* START Listed entries *

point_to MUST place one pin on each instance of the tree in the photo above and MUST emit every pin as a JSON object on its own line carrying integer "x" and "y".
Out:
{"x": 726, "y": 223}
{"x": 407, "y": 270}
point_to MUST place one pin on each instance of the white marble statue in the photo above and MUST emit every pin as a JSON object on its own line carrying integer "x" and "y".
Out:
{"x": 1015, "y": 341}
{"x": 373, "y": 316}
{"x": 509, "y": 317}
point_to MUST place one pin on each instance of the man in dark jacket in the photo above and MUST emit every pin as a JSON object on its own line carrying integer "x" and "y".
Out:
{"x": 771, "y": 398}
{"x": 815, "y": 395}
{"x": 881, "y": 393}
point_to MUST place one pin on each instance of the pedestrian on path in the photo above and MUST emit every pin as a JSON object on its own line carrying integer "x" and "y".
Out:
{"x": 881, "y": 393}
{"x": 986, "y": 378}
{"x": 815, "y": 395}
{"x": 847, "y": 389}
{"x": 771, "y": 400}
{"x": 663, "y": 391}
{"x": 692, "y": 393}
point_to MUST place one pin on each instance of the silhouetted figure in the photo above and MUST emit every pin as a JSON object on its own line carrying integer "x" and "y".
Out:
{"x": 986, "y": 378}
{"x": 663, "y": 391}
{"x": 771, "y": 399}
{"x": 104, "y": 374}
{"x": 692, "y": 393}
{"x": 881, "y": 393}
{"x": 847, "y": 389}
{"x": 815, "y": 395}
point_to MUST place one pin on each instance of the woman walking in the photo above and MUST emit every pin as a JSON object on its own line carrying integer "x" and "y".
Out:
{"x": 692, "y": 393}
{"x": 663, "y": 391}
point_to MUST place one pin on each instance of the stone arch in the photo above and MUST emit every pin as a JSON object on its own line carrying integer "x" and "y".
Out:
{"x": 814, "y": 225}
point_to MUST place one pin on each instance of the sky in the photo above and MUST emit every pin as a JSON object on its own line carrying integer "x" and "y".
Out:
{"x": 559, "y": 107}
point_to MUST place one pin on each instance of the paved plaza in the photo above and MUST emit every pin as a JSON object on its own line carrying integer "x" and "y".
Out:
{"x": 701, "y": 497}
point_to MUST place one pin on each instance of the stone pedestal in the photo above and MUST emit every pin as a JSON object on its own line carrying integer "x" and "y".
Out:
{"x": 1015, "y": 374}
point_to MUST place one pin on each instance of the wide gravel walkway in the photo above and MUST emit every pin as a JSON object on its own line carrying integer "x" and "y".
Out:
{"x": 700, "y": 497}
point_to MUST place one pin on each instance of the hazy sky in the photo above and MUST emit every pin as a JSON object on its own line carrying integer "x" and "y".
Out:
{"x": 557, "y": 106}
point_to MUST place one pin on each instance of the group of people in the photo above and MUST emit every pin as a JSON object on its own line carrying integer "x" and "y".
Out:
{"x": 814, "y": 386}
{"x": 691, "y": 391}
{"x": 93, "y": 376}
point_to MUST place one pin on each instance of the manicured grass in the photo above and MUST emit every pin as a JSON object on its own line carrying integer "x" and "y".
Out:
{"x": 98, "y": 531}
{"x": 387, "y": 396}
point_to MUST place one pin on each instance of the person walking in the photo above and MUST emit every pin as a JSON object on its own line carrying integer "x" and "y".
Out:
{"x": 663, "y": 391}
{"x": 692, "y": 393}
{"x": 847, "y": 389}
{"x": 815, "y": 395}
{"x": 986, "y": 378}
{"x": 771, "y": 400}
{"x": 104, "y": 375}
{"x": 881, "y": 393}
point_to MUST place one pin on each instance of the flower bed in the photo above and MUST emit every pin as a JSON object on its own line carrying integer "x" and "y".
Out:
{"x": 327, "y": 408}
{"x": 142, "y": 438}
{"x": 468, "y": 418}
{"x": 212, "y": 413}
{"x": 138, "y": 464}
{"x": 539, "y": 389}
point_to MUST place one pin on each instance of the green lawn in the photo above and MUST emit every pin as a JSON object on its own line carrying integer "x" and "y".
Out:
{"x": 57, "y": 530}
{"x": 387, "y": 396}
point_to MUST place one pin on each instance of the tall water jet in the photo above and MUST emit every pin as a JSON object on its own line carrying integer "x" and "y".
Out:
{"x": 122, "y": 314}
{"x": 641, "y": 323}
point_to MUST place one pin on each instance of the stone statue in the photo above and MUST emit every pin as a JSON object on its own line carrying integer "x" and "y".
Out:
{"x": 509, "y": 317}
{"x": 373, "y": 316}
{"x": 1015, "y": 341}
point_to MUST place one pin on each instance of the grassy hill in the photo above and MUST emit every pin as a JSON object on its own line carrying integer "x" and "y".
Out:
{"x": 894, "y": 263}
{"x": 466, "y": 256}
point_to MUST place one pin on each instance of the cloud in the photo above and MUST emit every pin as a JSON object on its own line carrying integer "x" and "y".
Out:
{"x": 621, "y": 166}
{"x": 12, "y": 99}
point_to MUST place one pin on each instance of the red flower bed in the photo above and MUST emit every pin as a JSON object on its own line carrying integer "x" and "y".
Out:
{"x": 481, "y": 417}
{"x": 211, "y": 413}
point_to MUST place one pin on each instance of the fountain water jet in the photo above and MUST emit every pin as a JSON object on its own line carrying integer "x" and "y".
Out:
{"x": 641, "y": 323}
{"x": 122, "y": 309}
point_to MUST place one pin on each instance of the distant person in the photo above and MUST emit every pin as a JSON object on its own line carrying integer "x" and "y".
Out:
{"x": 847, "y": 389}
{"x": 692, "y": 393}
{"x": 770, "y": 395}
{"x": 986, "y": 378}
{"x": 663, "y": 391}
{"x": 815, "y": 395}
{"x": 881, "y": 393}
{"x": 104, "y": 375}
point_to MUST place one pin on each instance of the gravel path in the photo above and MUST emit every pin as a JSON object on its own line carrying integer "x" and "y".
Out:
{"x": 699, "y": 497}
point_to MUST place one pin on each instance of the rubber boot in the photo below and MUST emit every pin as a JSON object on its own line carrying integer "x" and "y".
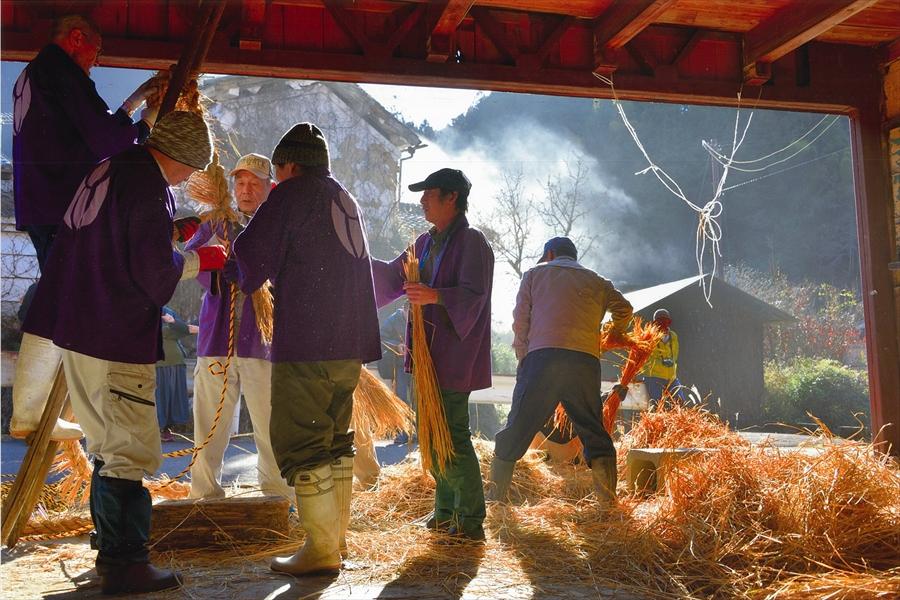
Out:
{"x": 603, "y": 472}
{"x": 342, "y": 470}
{"x": 501, "y": 477}
{"x": 320, "y": 518}
{"x": 35, "y": 371}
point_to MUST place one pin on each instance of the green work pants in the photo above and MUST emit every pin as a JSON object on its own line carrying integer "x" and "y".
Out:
{"x": 311, "y": 407}
{"x": 459, "y": 494}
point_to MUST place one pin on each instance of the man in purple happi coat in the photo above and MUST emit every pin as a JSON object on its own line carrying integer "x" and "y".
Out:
{"x": 309, "y": 239}
{"x": 249, "y": 371}
{"x": 115, "y": 266}
{"x": 61, "y": 129}
{"x": 456, "y": 266}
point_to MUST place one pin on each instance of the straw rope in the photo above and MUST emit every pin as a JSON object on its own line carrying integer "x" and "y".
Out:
{"x": 434, "y": 434}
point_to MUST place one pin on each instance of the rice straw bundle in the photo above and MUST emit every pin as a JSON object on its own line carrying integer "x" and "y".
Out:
{"x": 434, "y": 434}
{"x": 377, "y": 409}
{"x": 640, "y": 343}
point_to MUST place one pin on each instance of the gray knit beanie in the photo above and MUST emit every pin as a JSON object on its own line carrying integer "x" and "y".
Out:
{"x": 183, "y": 137}
{"x": 304, "y": 145}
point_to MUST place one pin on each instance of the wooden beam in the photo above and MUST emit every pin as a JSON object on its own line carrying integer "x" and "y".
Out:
{"x": 622, "y": 21}
{"x": 871, "y": 176}
{"x": 440, "y": 42}
{"x": 348, "y": 25}
{"x": 253, "y": 20}
{"x": 790, "y": 28}
{"x": 536, "y": 60}
{"x": 495, "y": 32}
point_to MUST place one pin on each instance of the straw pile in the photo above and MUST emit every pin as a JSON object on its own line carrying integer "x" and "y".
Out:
{"x": 378, "y": 410}
{"x": 434, "y": 434}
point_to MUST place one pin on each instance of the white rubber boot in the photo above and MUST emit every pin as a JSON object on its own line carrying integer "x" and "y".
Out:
{"x": 35, "y": 370}
{"x": 342, "y": 469}
{"x": 320, "y": 518}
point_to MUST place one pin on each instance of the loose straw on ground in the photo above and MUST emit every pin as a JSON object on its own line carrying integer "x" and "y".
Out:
{"x": 434, "y": 434}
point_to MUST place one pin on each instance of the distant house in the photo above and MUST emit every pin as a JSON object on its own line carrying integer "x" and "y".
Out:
{"x": 365, "y": 141}
{"x": 721, "y": 348}
{"x": 18, "y": 265}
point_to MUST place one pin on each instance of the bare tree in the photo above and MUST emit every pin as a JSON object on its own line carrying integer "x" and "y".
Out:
{"x": 567, "y": 206}
{"x": 509, "y": 229}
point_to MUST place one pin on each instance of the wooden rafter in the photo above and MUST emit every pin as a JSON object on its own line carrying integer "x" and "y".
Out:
{"x": 440, "y": 42}
{"x": 495, "y": 33}
{"x": 625, "y": 19}
{"x": 536, "y": 60}
{"x": 253, "y": 20}
{"x": 790, "y": 28}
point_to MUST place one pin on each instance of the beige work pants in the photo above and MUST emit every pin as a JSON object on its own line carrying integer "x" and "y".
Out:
{"x": 252, "y": 376}
{"x": 115, "y": 404}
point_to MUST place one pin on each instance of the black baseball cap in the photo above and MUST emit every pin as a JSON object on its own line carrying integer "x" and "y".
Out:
{"x": 452, "y": 180}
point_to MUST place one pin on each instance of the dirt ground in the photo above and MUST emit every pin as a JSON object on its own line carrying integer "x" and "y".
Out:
{"x": 64, "y": 570}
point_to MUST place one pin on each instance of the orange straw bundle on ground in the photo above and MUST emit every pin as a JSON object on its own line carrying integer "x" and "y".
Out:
{"x": 434, "y": 434}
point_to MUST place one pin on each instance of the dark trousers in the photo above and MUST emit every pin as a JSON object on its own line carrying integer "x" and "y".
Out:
{"x": 312, "y": 403}
{"x": 120, "y": 509}
{"x": 42, "y": 237}
{"x": 459, "y": 493}
{"x": 546, "y": 378}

* END Listed entries *

[Description of the task]
Reproduce the listing above exactly from the line containing "the wooden rafter" through its last line, with both of those lines included.

[Finished task]
point_to MUST place one pin on each instance of the wooden rafter in the photo above and MUST emit every pin as a JSON object on its own line carrying integer "x" and "y".
Out:
{"x": 440, "y": 42}
{"x": 495, "y": 33}
{"x": 625, "y": 19}
{"x": 536, "y": 60}
{"x": 253, "y": 20}
{"x": 790, "y": 28}
point_to MUST place one pin on each instance of the beige work pants in the photo above and MUST emit every pin as a JSON object on its own line carrying integer "x" and "y".
Out:
{"x": 252, "y": 376}
{"x": 115, "y": 404}
point_to MUST place one pin on each instance of the black baseball cap in the photo above and MUST emit every pin as a JSON object on its own line carrying integer "x" and "y".
Out:
{"x": 452, "y": 180}
point_to MUST place one pin on each instance of the dirt ground in the photo above and MUST emit every pin as a JSON object on its own line carrying integer "x" and "y".
Out:
{"x": 64, "y": 570}
point_to MUST place one pin on each instance of the orange straw bundle on ground in the photo above and MUST emit every pin as a JSON object on its own line carrying integer "x" and "y".
Out:
{"x": 434, "y": 434}
point_to MUST place one pin on each instance of the dark trousers in the photo above and MUST emit every pin as a JSON object on its own line carrying integer "x" and "y".
Out:
{"x": 312, "y": 403}
{"x": 120, "y": 509}
{"x": 42, "y": 237}
{"x": 459, "y": 493}
{"x": 546, "y": 378}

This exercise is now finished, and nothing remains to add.